=== EXCERPTED TEXT ===
Start

The Summer of Sangailė () is a 2015 romantic teen drama film written and directed by Alantė Kavaitė. It was screened in the Panorama section of the 65th Berlin International Film Festival. The film won the directing award in the dramatic world cinema category at the 2015 Sundance Film Festival. It also won Best Film, Best Actress (Julija Steponaitytė) and best set design (Ramunas Rastauskas) at the Silver Crane Awards. The film was selected as the Lithuanian entry for the Best Foreign Language Film at the 88th Academy Awards but it was not nominated.

End

=== DATA ===

Start

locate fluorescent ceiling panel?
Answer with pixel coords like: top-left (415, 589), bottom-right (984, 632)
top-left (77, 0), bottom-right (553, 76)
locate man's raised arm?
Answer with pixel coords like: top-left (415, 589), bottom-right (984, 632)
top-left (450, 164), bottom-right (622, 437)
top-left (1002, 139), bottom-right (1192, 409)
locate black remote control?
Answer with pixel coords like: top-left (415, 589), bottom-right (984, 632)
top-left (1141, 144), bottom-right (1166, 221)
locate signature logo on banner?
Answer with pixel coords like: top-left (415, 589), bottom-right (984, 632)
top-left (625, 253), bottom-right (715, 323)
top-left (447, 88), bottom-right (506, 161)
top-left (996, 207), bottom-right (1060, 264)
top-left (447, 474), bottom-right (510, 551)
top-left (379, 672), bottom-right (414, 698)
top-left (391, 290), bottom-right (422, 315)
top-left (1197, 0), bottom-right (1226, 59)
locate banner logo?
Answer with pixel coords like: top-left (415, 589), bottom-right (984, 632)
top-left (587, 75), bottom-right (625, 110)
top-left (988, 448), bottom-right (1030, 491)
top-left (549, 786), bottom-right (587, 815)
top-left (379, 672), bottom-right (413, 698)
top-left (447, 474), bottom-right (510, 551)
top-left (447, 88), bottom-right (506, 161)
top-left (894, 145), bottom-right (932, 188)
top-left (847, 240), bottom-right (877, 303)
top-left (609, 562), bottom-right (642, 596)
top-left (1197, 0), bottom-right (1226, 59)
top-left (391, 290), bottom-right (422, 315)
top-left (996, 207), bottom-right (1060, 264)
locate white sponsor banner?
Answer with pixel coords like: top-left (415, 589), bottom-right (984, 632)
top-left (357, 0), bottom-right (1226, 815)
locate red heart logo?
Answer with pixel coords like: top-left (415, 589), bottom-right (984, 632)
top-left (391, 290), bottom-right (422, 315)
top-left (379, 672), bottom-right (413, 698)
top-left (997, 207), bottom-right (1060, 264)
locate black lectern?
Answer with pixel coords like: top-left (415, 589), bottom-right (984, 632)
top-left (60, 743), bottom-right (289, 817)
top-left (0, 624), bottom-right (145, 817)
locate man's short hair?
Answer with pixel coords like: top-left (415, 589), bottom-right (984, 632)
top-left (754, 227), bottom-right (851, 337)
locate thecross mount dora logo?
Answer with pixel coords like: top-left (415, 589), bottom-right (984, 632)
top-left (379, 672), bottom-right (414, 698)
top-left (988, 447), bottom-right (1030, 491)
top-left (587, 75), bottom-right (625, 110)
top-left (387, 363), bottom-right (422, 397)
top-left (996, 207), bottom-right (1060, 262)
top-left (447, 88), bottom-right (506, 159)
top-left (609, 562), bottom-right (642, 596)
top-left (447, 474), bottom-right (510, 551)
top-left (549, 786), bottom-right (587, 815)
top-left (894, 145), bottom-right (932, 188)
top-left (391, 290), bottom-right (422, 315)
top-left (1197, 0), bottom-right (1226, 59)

End

=== TASK PROMPT ===
Give back the film text starting at "The Summer of" and ending at "was not nominated.", with "Sundance Film Festival" replaced by "Sundance festival".

=== ANSWER TO THE TASK ===
The Summer of Sangailė () is a 2015 romantic teen drama film written and directed by Alantė Kavaitė. It was screened in the Panorama section of the 65th Berlin International Film Festival. The film won the directing award in the dramatic world cinema category at the 2015 Sundance festival. It also won Best Film, Best Actress (Julija Steponaitytė) and best set design (Ramunas Rastauskas) at the Silver Crane Awards. The film was selected as the Lithuanian entry for the Best Foreign Language Film at the 88th Academy Awards but it was not nominated.